**Exercise goal**. Nothing should differ. Repeat every record as written.

**Dataset entries**.
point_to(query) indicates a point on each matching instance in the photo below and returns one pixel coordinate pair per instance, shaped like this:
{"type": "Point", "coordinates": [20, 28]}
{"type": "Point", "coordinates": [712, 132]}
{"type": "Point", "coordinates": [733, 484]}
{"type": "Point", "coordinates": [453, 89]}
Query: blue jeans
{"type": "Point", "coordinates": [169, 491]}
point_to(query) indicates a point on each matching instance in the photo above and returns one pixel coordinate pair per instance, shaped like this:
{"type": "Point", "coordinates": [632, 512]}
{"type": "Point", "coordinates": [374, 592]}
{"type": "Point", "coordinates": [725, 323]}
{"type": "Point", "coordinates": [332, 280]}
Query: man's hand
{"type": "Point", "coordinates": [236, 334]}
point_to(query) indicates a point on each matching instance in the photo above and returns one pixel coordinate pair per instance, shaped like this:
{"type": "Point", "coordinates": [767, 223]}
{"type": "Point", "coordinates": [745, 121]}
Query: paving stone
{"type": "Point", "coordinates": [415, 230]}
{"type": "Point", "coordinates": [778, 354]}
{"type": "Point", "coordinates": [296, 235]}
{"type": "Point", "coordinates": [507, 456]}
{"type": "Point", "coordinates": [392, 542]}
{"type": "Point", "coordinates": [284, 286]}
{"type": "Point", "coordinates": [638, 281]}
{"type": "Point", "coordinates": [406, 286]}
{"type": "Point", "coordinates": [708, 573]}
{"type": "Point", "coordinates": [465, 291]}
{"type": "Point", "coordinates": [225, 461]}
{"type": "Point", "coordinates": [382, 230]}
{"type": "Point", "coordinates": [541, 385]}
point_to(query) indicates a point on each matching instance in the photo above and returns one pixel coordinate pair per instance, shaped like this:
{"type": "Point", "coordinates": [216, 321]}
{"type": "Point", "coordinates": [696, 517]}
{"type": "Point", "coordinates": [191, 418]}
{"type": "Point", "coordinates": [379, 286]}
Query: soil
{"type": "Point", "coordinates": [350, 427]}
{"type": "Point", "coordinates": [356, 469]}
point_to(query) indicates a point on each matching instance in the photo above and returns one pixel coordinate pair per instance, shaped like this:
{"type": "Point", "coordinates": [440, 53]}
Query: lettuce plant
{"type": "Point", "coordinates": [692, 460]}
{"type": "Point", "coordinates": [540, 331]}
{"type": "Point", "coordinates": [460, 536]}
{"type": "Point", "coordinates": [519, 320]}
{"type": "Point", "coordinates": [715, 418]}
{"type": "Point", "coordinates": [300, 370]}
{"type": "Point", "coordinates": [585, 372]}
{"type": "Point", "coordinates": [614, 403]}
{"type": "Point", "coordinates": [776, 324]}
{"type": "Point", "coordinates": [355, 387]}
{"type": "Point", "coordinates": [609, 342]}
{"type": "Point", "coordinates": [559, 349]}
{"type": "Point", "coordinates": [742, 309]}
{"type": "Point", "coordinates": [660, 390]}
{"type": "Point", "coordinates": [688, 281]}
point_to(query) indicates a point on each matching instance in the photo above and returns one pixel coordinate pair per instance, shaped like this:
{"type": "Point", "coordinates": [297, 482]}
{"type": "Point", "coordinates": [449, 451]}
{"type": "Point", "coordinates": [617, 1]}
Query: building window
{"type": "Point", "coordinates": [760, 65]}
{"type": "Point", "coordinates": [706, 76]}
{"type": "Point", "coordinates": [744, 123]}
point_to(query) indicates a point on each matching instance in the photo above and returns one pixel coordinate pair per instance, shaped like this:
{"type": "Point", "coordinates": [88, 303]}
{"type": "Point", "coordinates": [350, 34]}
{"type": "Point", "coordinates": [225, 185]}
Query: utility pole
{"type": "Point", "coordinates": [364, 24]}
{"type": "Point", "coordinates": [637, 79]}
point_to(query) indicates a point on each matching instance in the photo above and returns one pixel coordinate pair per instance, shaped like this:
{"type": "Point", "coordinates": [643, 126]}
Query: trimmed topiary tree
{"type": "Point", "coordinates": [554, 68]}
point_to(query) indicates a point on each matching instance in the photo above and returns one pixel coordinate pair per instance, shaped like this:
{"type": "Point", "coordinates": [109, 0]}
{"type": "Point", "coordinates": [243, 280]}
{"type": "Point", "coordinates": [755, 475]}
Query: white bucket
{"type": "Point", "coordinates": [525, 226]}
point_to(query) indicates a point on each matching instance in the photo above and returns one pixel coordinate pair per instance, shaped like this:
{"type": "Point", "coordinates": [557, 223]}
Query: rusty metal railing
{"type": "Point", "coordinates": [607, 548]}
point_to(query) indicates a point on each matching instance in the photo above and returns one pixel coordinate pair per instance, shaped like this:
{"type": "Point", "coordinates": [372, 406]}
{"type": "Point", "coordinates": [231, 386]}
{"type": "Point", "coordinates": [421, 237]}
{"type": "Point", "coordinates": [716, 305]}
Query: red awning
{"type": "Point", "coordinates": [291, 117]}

**Output for this exercise**.
point_to(query) indicates a point on each matching instance in the photo below and returns one pixel coordinate pair per instance, shaped like this:
{"type": "Point", "coordinates": [20, 28]}
{"type": "Point", "coordinates": [712, 132]}
{"type": "Point", "coordinates": [733, 484]}
{"type": "Point", "coordinates": [453, 89]}
Query: blue jeans
{"type": "Point", "coordinates": [169, 491]}
point_to(query) indicates a point on each matching instance in the photo above and returns one pixel coordinate pair per instance, shaped like this:
{"type": "Point", "coordinates": [632, 512]}
{"type": "Point", "coordinates": [374, 592]}
{"type": "Point", "coordinates": [725, 323]}
{"type": "Point", "coordinates": [332, 280]}
Query: man's hand
{"type": "Point", "coordinates": [236, 334]}
point_to(query) indicates a point on each matching instance in the photo above and returns one pixel coordinate pair per instance, shaped like this:
{"type": "Point", "coordinates": [767, 223]}
{"type": "Point", "coordinates": [745, 121]}
Query: paving stone
{"type": "Point", "coordinates": [415, 230]}
{"type": "Point", "coordinates": [778, 354]}
{"type": "Point", "coordinates": [296, 235]}
{"type": "Point", "coordinates": [507, 456]}
{"type": "Point", "coordinates": [392, 542]}
{"type": "Point", "coordinates": [284, 286]}
{"type": "Point", "coordinates": [638, 281]}
{"type": "Point", "coordinates": [406, 286]}
{"type": "Point", "coordinates": [708, 573]}
{"type": "Point", "coordinates": [465, 291]}
{"type": "Point", "coordinates": [225, 461]}
{"type": "Point", "coordinates": [382, 230]}
{"type": "Point", "coordinates": [541, 385]}
point_to(query) indicates a point on each matching instance in the photo above and returns one pixel coordinate pair per instance, shaped like this:
{"type": "Point", "coordinates": [216, 321]}
{"type": "Point", "coordinates": [696, 517]}
{"type": "Point", "coordinates": [191, 418]}
{"type": "Point", "coordinates": [379, 286]}
Query: soil
{"type": "Point", "coordinates": [350, 427]}
{"type": "Point", "coordinates": [356, 469]}
point_to(query) indicates a point on each matching instance in the photo above and returns one pixel coordinate pair per instance, shaped like this:
{"type": "Point", "coordinates": [440, 53]}
Query: lettuce plant
{"type": "Point", "coordinates": [692, 460]}
{"type": "Point", "coordinates": [540, 331]}
{"type": "Point", "coordinates": [460, 536]}
{"type": "Point", "coordinates": [519, 320]}
{"type": "Point", "coordinates": [715, 418]}
{"type": "Point", "coordinates": [300, 370]}
{"type": "Point", "coordinates": [585, 372]}
{"type": "Point", "coordinates": [614, 403]}
{"type": "Point", "coordinates": [776, 324]}
{"type": "Point", "coordinates": [355, 387]}
{"type": "Point", "coordinates": [609, 342]}
{"type": "Point", "coordinates": [559, 349]}
{"type": "Point", "coordinates": [742, 309]}
{"type": "Point", "coordinates": [660, 390]}
{"type": "Point", "coordinates": [688, 281]}
point_to(query) indicates a point on each matching instance in the photo above and returns one pixel coordinate pair per instance, shaped like this:
{"type": "Point", "coordinates": [297, 482]}
{"type": "Point", "coordinates": [449, 451]}
{"type": "Point", "coordinates": [617, 1]}
Query: building window
{"type": "Point", "coordinates": [760, 65]}
{"type": "Point", "coordinates": [706, 76]}
{"type": "Point", "coordinates": [744, 123]}
point_to(query) indicates a point on each matching instance in the photo above and returns one pixel coordinate pair per instance, shaped like this:
{"type": "Point", "coordinates": [88, 303]}
{"type": "Point", "coordinates": [350, 34]}
{"type": "Point", "coordinates": [225, 185]}
Query: utility pole
{"type": "Point", "coordinates": [364, 24]}
{"type": "Point", "coordinates": [637, 79]}
point_to(query) indicates a point on each matching instance in the photo above and returns one pixel coordinate pair per instance, shaped like this:
{"type": "Point", "coordinates": [643, 126]}
Query: trimmed topiary tree
{"type": "Point", "coordinates": [554, 68]}
point_to(query) indicates a point on each matching instance in the photo above and returns one pixel coordinate pair per instance, shaped like this:
{"type": "Point", "coordinates": [109, 0]}
{"type": "Point", "coordinates": [243, 280]}
{"type": "Point", "coordinates": [755, 475]}
Query: white bucket
{"type": "Point", "coordinates": [525, 226]}
point_to(query) indicates a point on each matching instance in the photo above and returns one pixel coordinate pair per instance, shaped like this:
{"type": "Point", "coordinates": [557, 223]}
Query: rusty metal railing
{"type": "Point", "coordinates": [607, 548]}
point_to(query) indicates a point on each matching instance in the photo above and returns one pixel coordinate pair per instance, shaped like this:
{"type": "Point", "coordinates": [372, 406]}
{"type": "Point", "coordinates": [231, 386]}
{"type": "Point", "coordinates": [421, 237]}
{"type": "Point", "coordinates": [716, 305]}
Query: red awning
{"type": "Point", "coordinates": [291, 117]}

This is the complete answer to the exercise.